Set of tasks:
1) In the account of the Reddit comment sentiment analysis, write out the passage that opens with "Wrong. As I" and closes with "in massive crashes.", replacing "frustration" with "obstacle".
2) Carry on the account of the Reddit comment sentiment analysis, starting after its last sentence.

-- BEGIN Text block --

In this semester, I took up a class called ‘Developing Meaningful Indicators’ under Dr Charles. I was inspired when he mentioned that he was trying to do some natural language processing on a huge data set of Reddit comments. In fact, two of my classmates (Nicole and Min Yi) had also used Microsoft Azure AI on Excel to conduct sentiment analysis on Twitter tweets.
So I teamed up with my classmate, who is aiming to make a real change in the world, Ling Hui, and attempted to do this for ourselves. We initially hypothesised that people on Reddit would generally give comments with positive sentiment as after all, Reddit is a community platform where people would share their ideas and stories with one another. We also thought that there would be some positive correlation between sentiment score and score (higher score = greater sentiment score). However, after we discussed finding fault and critical thinking, we realised that we might be wrong… which made us even more eager to dive in.
The Technical Bits
The first challenge was downloading the dataset. We found a massive dataset on Kaggle on all of Reddit comments in May 2015 which was 30GB in size! (yes I know it says 20GB on Kaggle but the proof is below)

The next step was figuring out how to open the file. Surprisingly, the computing student that I am had never used SQL before, so downloading and opening up the file on SQLite was a new experience for me. After much Googling and a small online crash course on SQL, I figured that SQL is much easier than most of the other languages I’ve learnt. I was also blown away by the size of the data set, it was a whopping 54 MILLION rows.

We had our very very rough plan set out, but for most of the technical details, I had no idea what to do. The idea was to first filter the data, then upload it into Amazon Web Services (AWS). I would then write a Python script that would read the data, send it to Amazon Comprehend for sentiment analysis, and then compile it again. We would then download the data again, and then perform data visualisation on Tableau, Excel, or other visualisation tools. Things were starting to look decently alright…

Wrong. As I started filtering the data set (for columns that I didn’t need), my next frustration appeared. I tried to create tables and delete columns, it resulted in massive crashes.

-- END Text block --
-- BEGIN Material shown --

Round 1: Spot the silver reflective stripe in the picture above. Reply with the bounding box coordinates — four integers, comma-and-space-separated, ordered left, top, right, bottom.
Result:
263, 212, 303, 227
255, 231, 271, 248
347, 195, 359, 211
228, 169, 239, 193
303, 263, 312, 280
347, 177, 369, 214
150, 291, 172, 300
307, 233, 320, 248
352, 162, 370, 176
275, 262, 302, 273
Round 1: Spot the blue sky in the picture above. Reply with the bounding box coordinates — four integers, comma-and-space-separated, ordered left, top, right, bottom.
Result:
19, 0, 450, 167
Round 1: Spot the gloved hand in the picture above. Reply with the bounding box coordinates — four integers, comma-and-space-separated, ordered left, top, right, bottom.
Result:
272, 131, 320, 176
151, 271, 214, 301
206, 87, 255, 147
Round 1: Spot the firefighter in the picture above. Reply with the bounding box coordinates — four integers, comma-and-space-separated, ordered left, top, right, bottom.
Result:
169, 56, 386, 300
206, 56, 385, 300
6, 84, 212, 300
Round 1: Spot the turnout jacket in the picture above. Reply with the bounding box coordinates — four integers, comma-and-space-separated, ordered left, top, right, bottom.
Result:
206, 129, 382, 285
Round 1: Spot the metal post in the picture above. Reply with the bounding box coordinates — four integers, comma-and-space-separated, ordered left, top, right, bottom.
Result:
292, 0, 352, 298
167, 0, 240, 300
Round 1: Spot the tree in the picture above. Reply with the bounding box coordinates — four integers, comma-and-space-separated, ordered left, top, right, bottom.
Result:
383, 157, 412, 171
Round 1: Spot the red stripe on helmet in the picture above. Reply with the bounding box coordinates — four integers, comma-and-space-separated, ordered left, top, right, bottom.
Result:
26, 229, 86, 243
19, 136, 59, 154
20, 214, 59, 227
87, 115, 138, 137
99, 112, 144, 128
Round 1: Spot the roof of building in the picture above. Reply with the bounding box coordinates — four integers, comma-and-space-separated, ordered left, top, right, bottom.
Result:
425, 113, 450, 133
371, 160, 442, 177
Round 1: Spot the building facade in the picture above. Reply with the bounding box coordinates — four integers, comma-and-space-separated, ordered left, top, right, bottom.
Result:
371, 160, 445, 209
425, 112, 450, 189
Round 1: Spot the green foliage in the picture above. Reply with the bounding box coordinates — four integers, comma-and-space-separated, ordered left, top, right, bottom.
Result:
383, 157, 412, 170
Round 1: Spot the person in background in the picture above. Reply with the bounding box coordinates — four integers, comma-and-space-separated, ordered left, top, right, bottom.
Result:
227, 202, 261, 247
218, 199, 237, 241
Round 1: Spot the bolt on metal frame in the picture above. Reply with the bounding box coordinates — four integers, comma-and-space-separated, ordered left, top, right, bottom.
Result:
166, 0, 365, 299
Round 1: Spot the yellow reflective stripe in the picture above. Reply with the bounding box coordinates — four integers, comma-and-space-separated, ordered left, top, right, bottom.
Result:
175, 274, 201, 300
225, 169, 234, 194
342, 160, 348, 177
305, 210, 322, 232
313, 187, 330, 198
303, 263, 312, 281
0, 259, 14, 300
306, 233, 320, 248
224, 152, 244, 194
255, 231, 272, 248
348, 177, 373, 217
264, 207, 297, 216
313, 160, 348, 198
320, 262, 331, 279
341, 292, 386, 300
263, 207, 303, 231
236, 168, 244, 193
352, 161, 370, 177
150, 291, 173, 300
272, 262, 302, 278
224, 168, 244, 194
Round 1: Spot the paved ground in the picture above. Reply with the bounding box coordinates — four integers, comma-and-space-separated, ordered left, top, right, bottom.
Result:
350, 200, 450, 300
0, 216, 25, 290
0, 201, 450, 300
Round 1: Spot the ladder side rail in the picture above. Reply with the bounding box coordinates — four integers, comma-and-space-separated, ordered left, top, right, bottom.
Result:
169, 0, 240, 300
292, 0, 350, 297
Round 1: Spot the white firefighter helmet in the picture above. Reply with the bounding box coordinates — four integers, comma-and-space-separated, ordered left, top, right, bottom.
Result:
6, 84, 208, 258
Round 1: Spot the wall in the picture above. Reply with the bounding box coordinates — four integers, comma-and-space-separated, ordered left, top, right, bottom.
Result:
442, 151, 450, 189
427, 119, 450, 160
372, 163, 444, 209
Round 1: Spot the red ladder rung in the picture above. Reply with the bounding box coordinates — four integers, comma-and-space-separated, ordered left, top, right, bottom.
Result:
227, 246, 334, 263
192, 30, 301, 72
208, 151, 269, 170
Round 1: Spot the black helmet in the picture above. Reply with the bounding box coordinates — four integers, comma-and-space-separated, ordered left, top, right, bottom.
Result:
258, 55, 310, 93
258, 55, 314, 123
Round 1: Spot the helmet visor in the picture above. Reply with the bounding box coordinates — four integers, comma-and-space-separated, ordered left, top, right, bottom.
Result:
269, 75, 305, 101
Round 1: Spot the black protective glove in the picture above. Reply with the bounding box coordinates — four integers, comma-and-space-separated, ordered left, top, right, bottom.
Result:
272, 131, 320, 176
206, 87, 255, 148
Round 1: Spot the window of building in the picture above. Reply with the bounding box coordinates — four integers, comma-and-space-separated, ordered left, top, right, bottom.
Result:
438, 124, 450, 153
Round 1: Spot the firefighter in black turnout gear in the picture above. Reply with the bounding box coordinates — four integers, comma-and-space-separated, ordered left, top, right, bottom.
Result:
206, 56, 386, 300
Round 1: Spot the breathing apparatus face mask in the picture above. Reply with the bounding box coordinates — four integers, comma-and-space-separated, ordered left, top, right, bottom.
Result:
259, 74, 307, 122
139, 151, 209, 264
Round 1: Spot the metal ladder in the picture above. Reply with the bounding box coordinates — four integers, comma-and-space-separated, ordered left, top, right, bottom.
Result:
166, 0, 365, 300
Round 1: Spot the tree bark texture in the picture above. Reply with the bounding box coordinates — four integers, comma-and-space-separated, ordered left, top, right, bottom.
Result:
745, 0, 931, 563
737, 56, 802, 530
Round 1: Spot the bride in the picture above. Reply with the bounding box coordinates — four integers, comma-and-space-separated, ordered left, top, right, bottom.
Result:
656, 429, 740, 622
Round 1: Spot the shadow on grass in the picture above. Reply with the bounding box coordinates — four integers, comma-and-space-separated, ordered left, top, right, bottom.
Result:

-- END Material shown --

Answers for the tasks:
1)
Wrong. As I started filtering the data set (for columns that I didn’t need), my next obstacle appeared. I tried to create tables and delete columns, it resulted in massive crashes.

2)
Being a generally impatient person, I would then force-close SQLite. However, as I (very) slowly learnt, that will corrupt the SQL file (or maybe not, but I did not have the energy to figure out why). Nevertheless, that left me in confusion and intense frustration.

After several tries, I had given up trying to filter the data, and wondered if I could directly upload the file into AWS. However, it seemed that AWS RDS only supported MySQL, PostgreSQL, MariaDB, etc. BUT. NOT. SQLITE. I spent several days Googling for alternatives, but most seem too complicated.

All hope was not lost. The turning point came during a (very boring) lecture of another module that I was attending. I realised that I do not need to upload the dataset to AWS, but I could bring AWS to me. Instead, I could use Python to access both the SQLite database and Aws Comprehend, and then write the results into a new (clean) CSV file that we can use for visualisations.

Luckily for me, I had experience with Python, so coding the Python script was decently smooth. The first was to connect to AWS. I have an existing AWS Educate account which I used to send requests to AWS Comprehend. After configuring the credentials and AWS SDK locally on my machine, I was able to code a function that takes a text, sends it to Comprehend, and returns the results. The instructions for the code is easy to follow from the documentation.
## script for Sentiment Analysis
def get_sentiment(text):
comprehend = boto3.client(service_name='comprehend', region_name='us-east-1')
response = comprehend.detect_sentiment(Text=text, LanguageCode='en')
response = dict(response)
result = {}
result["sentiment"] = response["Sentiment"]
result["positive"] = response["SentimentScore"]["Positive"]
result["negative"] = response["SentimentScore"]["Negative"]
result["neutral"] = response["SentimentScore"]["Neutral"]
result["mixed"] = response["SentimentScore"]["Mixed"]
result["sentiment_score"] = (result["positive"] - result["negative"]) / 2
return result
Connecting to SQLite needed a bit more research. This link pretty much covered all that I needed to know, and I would highly recommend this for anyone trying out SQLite on Python.
## connect to sqlite database
connection = sqlite3.connect("master.sqlite")
print("opened database successfully")
data = connection.execute("SELECT id, subreddit, body, ups, downs, score FROM comments_cleaned")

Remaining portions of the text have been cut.